• **Do this**: Edit the lines below by replacing "rooftop chimney" with "roof vent" and leaving everything else as it is.

• **Data provided**:
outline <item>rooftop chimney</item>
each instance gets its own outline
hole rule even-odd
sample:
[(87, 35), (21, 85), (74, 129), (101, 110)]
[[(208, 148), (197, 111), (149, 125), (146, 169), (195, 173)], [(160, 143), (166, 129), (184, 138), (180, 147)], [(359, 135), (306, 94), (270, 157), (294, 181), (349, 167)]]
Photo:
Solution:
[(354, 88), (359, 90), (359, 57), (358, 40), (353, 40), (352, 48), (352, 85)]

• **Task result**:
outline <item>roof vent</item>
each instance gets its own outline
hole rule even-odd
sample:
[(87, 35), (21, 85), (74, 129), (101, 110)]
[[(208, 148), (197, 111), (149, 125), (146, 169), (195, 173)], [(160, 143), (166, 129), (184, 138), (180, 147)], [(359, 135), (306, 94), (270, 157), (294, 181), (349, 167)]]
Photo:
Solution:
[(354, 88), (359, 90), (359, 57), (358, 40), (353, 40), (352, 48), (352, 85)]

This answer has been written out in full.